## Texto apresentado
>>>
O Peru aprovou esta semana um decreto que classifica a transexualidade e outras identidades de gênero como doenças mentais. A determinação, que tem a assinatura da presidente Dina Boluarte, atualiza o Plano do Seguro de Saúde Essencial e a lista de doenças e intervenções asseguradas. O decreto gerou polêmica em todo o país e vários grupos de direitos LGBTQIA+ protestaram
Para compreender a tensão entre a comunidade LGBT e o governo do Peru, é preciso entender que o Executivo reformulou o Plano Essencial do Seguro Saúde com base na décima versão da Classificação Estatística Internacional de Doenças, conhecida como CID-10. Este documento classifica a transexualidade e outras identidades de gênero como doenças mentais, mas ficou ultrapassado em 2022, com a criação da CID-11, que retirou a classificação.
<<<
## Linhas fornecidas
>>>
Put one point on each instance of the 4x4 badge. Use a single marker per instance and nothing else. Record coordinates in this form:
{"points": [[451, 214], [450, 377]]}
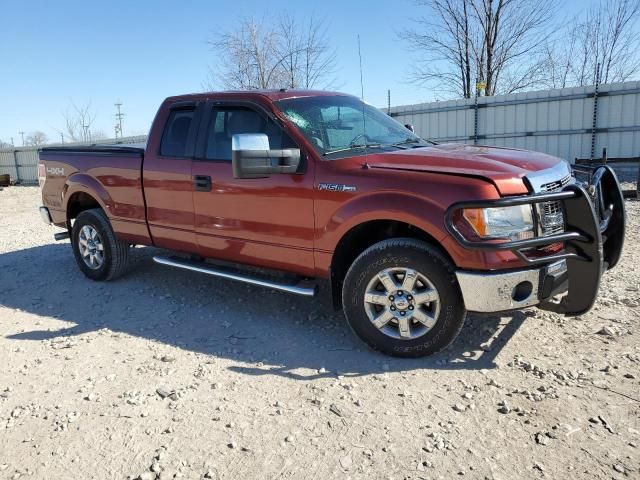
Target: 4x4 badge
{"points": [[336, 187]]}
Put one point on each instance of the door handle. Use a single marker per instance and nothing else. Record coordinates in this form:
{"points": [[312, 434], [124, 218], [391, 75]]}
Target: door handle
{"points": [[202, 183]]}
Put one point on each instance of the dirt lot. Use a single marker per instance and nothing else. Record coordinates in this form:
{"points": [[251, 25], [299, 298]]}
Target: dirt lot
{"points": [[259, 384]]}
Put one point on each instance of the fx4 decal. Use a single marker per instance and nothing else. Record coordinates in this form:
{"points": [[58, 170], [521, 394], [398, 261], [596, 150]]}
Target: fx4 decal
{"points": [[336, 187], [55, 171]]}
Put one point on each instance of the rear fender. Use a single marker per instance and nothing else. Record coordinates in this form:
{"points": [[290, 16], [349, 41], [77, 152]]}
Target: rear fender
<<<
Para cada afirmação abaixo, indique se ela concorda com o texto sobre o decreto peruano, respondendo sim ou não e citando literalmente as palavras do texto que fundamentam a decisão.
1. O decreto foi assinado pela presidente Dina Boluarte.
2. A CID-11 manteve a classificação da transexualidade como doença mental.
3. O Executivo reformulou o Plano Essencial do Seguro Saúde com base na CID-10.
As respostas devem basear-se exclusivamente no texto.

## Resolução
1. Sim: "tem a assinatura da presidente Dina Boluarte".
2. Não: "com a criação da CID-11, que retirou a classificação".
3. Sim: "reformulou o Plano Essencial do Seguro Saúde com base na décima versão da Classificação Estatística Internacional de Doenças, conhecida como CID-10".